===== BRANO SCELTO

“Miele” a Roseto “Opera Prima”

Ha vinto a Cannes, nella sezione “Un Certain Regard” e, ancora ai Globi d’Oro, assegnati dall’ Accademia di Francia a Palazzo Farnese. Ha vinto a Bruxelles al Festival del Cinema Europeo e, per il sonoro, gli è stato attribuito un Davide di Donatello.
Esordio alla regia (di un lungometraggio, perché come autrice aveva già firmato “Armandino e il Madre”, nel 2010), di Valeria Golino, con tutti a favore, in un film su un tema difficile e che anzi, come scriveva Lietta Tornabuoni, proprio nella sua ultima recensione prima di morire per “Kill me pleace” di Olias Barco, tutti vorrebberro rimuovere dalle proprie coscienze: la morte.
Ma in “Miele” non si parla solo di morte e di eutanasia, ma anche di vita e del coraggio che ci vuole per viverla, attraverso una vicenda asciutta e lineare, tratta dal romanzo di Mauro Covacich “A nome mio”, sceneggiato dalla stessa regista assieme a Francesca Marciano e Velia Santella e prodotto dalla sua stessa casa di produzione, la Buena Onda, fondata con Riccardo Scamarcio e Viola Prestieri.

==========
===== DATI ESTRATTI

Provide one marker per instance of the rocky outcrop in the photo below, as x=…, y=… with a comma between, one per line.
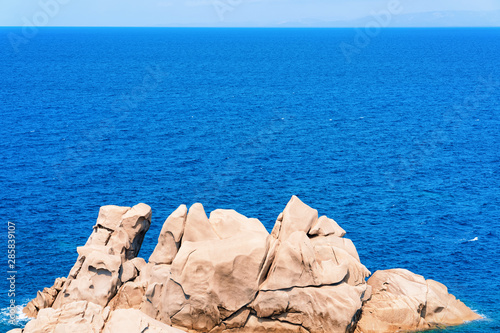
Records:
x=226, y=273
x=404, y=301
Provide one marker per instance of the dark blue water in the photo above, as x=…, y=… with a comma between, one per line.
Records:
x=399, y=143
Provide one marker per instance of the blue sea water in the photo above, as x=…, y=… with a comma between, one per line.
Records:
x=398, y=140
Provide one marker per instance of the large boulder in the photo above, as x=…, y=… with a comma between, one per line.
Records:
x=404, y=301
x=117, y=238
x=135, y=321
x=74, y=317
x=315, y=282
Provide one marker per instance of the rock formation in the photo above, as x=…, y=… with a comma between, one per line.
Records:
x=226, y=273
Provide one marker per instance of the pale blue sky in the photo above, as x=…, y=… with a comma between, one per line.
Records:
x=246, y=12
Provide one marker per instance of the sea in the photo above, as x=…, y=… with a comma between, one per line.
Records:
x=394, y=133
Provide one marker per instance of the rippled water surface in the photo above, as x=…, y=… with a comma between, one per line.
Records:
x=398, y=142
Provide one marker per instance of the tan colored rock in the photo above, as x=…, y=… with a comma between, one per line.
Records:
x=404, y=301
x=117, y=238
x=227, y=274
x=228, y=223
x=297, y=216
x=135, y=321
x=129, y=296
x=131, y=269
x=316, y=309
x=325, y=227
x=444, y=308
x=75, y=317
x=44, y=299
x=296, y=265
x=211, y=280
x=170, y=237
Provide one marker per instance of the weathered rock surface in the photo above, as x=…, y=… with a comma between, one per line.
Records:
x=226, y=273
x=404, y=301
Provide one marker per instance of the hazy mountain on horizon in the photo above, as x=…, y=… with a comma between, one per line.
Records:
x=424, y=19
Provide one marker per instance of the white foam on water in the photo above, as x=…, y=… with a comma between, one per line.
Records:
x=20, y=317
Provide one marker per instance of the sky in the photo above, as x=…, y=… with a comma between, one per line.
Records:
x=249, y=13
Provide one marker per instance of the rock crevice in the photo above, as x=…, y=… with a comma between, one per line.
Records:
x=226, y=273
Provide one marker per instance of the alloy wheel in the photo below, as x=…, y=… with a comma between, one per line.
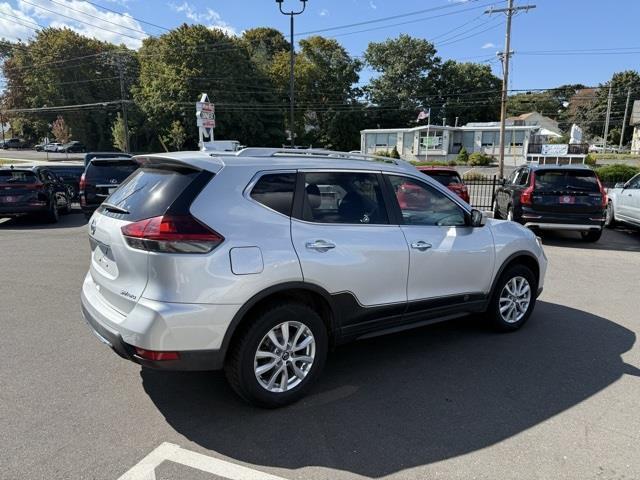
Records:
x=284, y=356
x=515, y=299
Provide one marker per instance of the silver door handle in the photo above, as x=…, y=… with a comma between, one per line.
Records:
x=420, y=245
x=320, y=245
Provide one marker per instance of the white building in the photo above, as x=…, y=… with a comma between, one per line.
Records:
x=524, y=134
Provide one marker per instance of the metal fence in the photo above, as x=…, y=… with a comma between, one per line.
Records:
x=482, y=191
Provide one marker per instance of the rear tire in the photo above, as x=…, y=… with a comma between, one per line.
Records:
x=52, y=215
x=610, y=220
x=591, y=235
x=278, y=364
x=513, y=299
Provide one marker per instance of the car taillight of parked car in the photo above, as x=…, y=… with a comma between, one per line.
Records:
x=526, y=196
x=171, y=234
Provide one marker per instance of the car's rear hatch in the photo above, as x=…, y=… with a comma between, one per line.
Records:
x=17, y=186
x=103, y=176
x=567, y=191
x=119, y=271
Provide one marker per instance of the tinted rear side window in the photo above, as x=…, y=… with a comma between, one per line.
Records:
x=150, y=192
x=106, y=172
x=275, y=191
x=562, y=180
x=17, y=176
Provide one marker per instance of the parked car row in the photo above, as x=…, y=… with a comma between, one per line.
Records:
x=45, y=191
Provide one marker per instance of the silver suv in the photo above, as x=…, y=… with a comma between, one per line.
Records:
x=261, y=261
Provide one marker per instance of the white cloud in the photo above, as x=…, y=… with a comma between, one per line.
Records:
x=87, y=20
x=208, y=17
x=12, y=28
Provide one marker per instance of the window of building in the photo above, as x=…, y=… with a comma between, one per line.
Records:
x=275, y=191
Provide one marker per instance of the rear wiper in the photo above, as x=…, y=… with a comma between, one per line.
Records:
x=114, y=208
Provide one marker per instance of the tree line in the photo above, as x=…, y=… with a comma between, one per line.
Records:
x=247, y=77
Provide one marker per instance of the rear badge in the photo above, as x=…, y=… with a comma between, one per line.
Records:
x=124, y=293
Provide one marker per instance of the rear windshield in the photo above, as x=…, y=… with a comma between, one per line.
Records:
x=17, y=176
x=150, y=192
x=563, y=180
x=445, y=178
x=106, y=171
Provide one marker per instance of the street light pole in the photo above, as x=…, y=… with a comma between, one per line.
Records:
x=292, y=61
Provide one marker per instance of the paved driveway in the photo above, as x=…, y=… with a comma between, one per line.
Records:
x=558, y=399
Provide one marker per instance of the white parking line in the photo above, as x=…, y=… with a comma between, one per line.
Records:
x=145, y=469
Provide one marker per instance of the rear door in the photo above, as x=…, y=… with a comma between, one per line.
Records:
x=344, y=239
x=119, y=271
x=566, y=191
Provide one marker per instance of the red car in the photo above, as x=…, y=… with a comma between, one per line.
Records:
x=448, y=177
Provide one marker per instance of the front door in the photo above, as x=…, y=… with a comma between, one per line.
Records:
x=345, y=242
x=447, y=258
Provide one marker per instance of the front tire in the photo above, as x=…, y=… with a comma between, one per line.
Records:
x=278, y=356
x=513, y=299
x=591, y=235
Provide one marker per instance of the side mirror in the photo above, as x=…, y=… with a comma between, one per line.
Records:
x=477, y=218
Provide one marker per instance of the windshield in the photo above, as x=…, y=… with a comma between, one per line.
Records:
x=578, y=180
x=17, y=176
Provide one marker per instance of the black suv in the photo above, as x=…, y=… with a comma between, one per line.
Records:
x=554, y=197
x=101, y=177
x=32, y=191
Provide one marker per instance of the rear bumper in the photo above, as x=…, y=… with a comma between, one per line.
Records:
x=195, y=331
x=20, y=209
x=569, y=221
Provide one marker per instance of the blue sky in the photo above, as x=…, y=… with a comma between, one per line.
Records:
x=457, y=27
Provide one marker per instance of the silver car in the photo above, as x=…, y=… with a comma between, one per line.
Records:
x=624, y=203
x=261, y=261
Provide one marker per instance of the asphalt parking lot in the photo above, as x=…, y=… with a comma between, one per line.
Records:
x=558, y=399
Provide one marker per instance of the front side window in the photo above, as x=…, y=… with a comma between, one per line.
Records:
x=275, y=191
x=421, y=204
x=343, y=197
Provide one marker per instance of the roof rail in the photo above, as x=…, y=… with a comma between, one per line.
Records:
x=323, y=153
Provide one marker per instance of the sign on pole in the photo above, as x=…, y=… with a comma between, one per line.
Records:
x=206, y=121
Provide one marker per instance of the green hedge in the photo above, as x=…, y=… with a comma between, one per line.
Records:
x=616, y=173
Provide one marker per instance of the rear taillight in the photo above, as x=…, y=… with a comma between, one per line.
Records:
x=603, y=192
x=526, y=196
x=171, y=234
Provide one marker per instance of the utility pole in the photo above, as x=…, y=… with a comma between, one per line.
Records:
x=292, y=61
x=123, y=101
x=509, y=11
x=606, y=121
x=624, y=121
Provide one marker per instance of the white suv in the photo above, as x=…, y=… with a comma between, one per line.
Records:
x=261, y=261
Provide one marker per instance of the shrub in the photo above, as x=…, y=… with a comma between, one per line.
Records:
x=616, y=173
x=463, y=156
x=480, y=159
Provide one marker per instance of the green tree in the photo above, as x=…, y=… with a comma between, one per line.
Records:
x=404, y=65
x=324, y=75
x=592, y=116
x=175, y=68
x=175, y=136
x=61, y=130
x=61, y=67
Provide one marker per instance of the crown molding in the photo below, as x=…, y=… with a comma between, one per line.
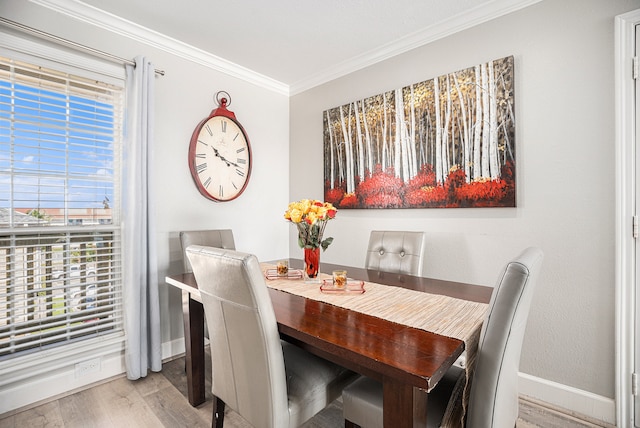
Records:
x=85, y=13
x=460, y=22
x=99, y=18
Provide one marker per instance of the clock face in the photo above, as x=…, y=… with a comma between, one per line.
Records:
x=220, y=158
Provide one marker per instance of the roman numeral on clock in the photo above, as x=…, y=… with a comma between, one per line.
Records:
x=201, y=167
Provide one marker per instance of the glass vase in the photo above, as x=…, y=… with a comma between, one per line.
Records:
x=311, y=264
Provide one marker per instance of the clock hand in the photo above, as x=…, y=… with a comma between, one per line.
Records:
x=222, y=158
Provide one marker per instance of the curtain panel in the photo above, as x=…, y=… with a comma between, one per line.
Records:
x=141, y=301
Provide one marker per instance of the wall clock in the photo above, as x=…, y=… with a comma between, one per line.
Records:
x=220, y=154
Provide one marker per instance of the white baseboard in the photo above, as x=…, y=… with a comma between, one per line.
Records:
x=172, y=349
x=566, y=397
x=57, y=383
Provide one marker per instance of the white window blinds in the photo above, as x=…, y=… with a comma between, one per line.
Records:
x=60, y=264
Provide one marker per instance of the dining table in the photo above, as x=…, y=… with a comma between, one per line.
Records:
x=407, y=360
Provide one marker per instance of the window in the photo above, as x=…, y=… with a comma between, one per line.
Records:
x=60, y=264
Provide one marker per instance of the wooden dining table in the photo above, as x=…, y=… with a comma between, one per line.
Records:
x=408, y=361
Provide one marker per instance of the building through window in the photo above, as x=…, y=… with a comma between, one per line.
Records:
x=60, y=264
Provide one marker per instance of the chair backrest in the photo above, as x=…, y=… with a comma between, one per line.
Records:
x=249, y=373
x=494, y=388
x=222, y=238
x=396, y=252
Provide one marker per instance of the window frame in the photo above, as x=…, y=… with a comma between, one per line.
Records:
x=28, y=365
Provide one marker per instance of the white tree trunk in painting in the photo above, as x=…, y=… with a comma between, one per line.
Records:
x=493, y=126
x=485, y=123
x=477, y=130
x=348, y=170
x=413, y=162
x=359, y=138
x=446, y=141
x=384, y=132
x=401, y=160
x=368, y=139
x=438, y=142
x=465, y=129
x=332, y=176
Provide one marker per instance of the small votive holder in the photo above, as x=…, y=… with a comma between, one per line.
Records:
x=283, y=268
x=339, y=278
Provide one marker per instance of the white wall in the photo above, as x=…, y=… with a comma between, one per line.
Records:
x=184, y=96
x=565, y=186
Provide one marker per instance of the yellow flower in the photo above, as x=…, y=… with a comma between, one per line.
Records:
x=296, y=215
x=311, y=217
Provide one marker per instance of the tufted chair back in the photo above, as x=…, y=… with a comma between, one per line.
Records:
x=222, y=238
x=396, y=252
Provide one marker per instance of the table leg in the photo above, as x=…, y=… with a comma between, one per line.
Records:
x=193, y=317
x=403, y=405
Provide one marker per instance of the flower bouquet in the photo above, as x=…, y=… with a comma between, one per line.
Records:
x=310, y=217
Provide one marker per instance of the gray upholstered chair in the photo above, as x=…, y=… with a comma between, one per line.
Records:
x=493, y=401
x=221, y=238
x=395, y=252
x=269, y=382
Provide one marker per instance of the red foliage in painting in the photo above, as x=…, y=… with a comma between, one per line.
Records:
x=426, y=177
x=483, y=190
x=427, y=196
x=333, y=195
x=382, y=190
x=380, y=200
x=350, y=200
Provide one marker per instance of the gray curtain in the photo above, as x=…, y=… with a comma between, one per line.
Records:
x=140, y=265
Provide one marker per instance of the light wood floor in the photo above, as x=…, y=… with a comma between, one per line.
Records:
x=159, y=400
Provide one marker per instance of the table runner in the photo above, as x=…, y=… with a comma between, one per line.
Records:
x=443, y=315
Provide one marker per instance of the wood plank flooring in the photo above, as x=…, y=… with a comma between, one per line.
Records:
x=159, y=400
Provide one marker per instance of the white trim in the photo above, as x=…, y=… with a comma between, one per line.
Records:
x=625, y=155
x=22, y=388
x=99, y=18
x=460, y=22
x=568, y=398
x=173, y=349
x=52, y=57
x=107, y=21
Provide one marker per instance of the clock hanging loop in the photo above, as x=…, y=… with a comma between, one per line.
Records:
x=221, y=100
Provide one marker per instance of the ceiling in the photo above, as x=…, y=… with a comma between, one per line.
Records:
x=294, y=43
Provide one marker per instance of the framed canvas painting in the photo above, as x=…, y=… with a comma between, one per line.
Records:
x=448, y=142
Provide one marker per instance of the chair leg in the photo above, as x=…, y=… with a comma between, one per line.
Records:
x=218, y=413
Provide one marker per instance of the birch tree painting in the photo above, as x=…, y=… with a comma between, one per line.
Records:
x=445, y=142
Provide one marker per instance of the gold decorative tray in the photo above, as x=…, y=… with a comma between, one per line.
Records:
x=291, y=274
x=353, y=287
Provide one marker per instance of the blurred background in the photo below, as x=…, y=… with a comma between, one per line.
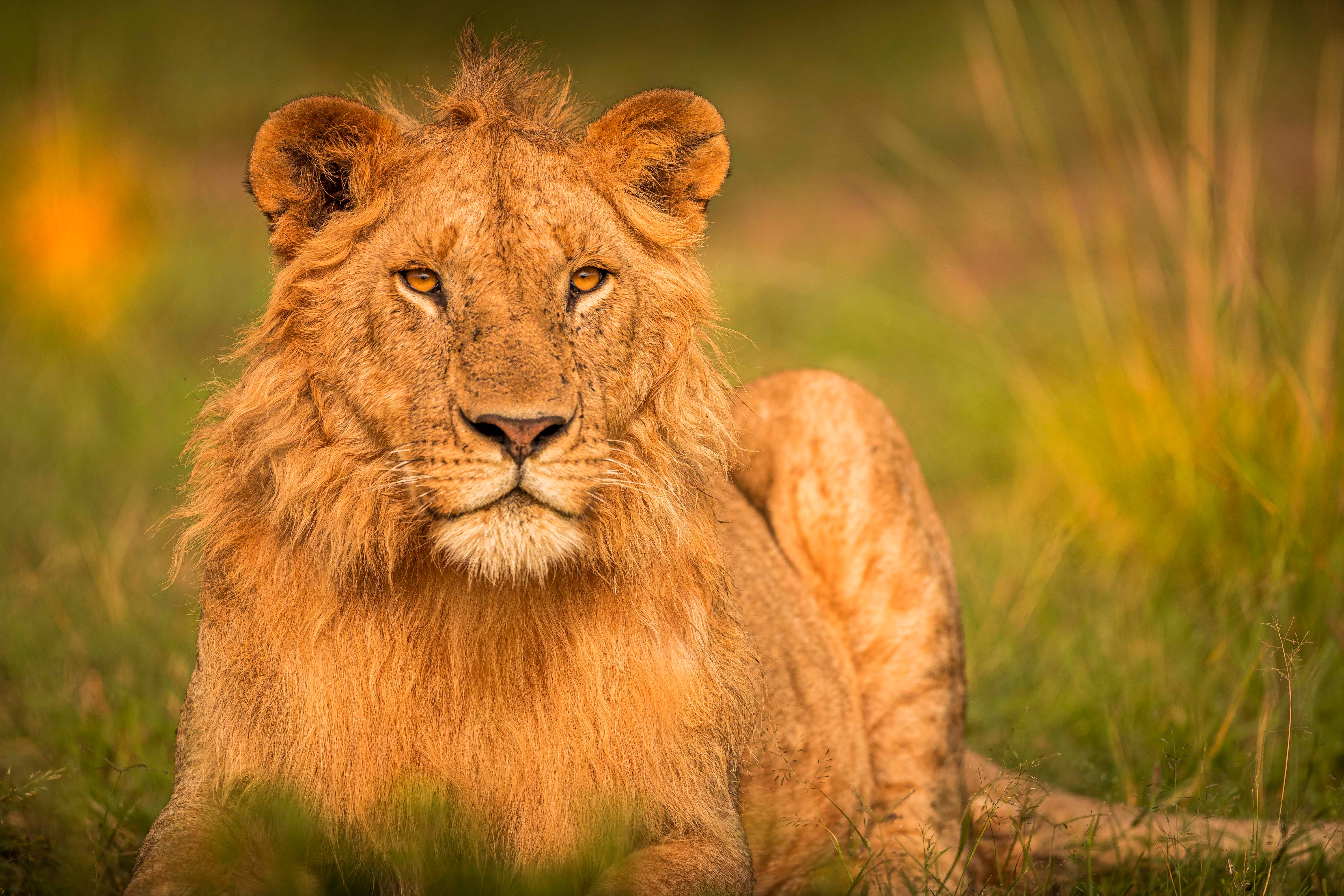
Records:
x=1088, y=253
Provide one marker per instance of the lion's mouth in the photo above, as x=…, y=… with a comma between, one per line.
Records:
x=515, y=500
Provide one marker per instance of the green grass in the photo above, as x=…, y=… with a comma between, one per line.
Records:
x=1138, y=492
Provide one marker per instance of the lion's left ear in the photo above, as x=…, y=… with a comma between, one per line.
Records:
x=667, y=147
x=315, y=158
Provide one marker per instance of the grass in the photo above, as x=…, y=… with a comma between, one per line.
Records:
x=1096, y=277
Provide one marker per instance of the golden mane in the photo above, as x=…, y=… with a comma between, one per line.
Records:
x=311, y=547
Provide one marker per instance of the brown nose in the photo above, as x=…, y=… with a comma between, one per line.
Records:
x=518, y=437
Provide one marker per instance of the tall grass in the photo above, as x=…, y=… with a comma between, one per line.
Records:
x=1183, y=485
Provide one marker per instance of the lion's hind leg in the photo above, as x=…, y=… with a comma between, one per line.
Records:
x=835, y=477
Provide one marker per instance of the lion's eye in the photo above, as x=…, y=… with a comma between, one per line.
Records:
x=585, y=280
x=421, y=280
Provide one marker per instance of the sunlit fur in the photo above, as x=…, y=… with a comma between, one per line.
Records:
x=542, y=667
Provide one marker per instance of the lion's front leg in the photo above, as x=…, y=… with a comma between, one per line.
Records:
x=696, y=867
x=835, y=477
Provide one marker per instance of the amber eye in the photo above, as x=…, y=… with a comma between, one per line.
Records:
x=421, y=280
x=585, y=280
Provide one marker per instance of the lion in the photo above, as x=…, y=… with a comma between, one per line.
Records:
x=483, y=518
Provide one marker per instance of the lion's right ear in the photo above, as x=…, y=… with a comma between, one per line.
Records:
x=312, y=159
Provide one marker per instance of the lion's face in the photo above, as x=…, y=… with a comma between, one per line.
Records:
x=494, y=388
x=490, y=318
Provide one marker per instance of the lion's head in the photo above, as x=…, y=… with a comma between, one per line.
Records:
x=486, y=336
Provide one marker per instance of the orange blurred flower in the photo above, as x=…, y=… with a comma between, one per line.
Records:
x=79, y=237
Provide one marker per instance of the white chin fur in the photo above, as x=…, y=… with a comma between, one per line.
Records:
x=511, y=539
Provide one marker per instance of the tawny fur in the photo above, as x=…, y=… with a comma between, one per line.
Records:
x=728, y=628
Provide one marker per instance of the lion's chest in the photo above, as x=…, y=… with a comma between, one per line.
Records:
x=537, y=749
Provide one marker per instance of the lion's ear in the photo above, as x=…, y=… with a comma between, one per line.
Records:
x=312, y=159
x=669, y=147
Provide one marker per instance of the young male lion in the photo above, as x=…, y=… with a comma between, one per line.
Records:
x=483, y=516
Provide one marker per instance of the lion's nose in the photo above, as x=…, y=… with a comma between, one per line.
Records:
x=519, y=437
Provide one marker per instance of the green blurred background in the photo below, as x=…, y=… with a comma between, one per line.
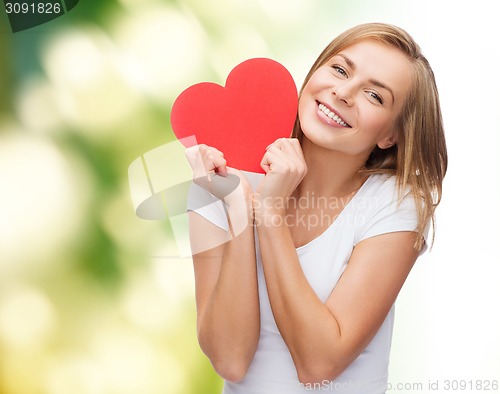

==========

## COMPITI DA SVOLGERE
[1] Individua nei record tutte le righe che contengono la parola «dining» e copiale.
[2] Scrivi il seguito dell'articolo su «Miele», riprendendo subito dopo l'ultima frase.
I record non hanno alcun legame con l'articolo su «Miele».

## ELENCO DELLE RISPOSTE
[1]
Provide one marker per instance of the dining table in the photo above, as x=…, y=… with a comma between, one per line.
Provide one marker per instance of the wooden dining table in the photo above, as x=…, y=… with a comma between, one per line.

[2]
La regia è accorta, matura, segno che lei, Valeria, ha introiettato et movimenti e costruzioni dei vari filmaker con cui ha lavorato: Emanuele Crialese, Barry Levinson, Margarethe von Trotta, Jerzy Skolimowski, John Frankenheimer, Gabriele Salvatores, Mike Figgis, Silvio Soldini, Julie Taymor, Antonio Capuano, Krzysztof Zanussi, con i suoi occhi “femminili” concentrati sul corpo della protaginista, una straordinaria Jasmine Trinca, con décadrages che spostano continuamente il soggetto ai margini dell'inquadratura, catturando ancor di più la nostra attenzione.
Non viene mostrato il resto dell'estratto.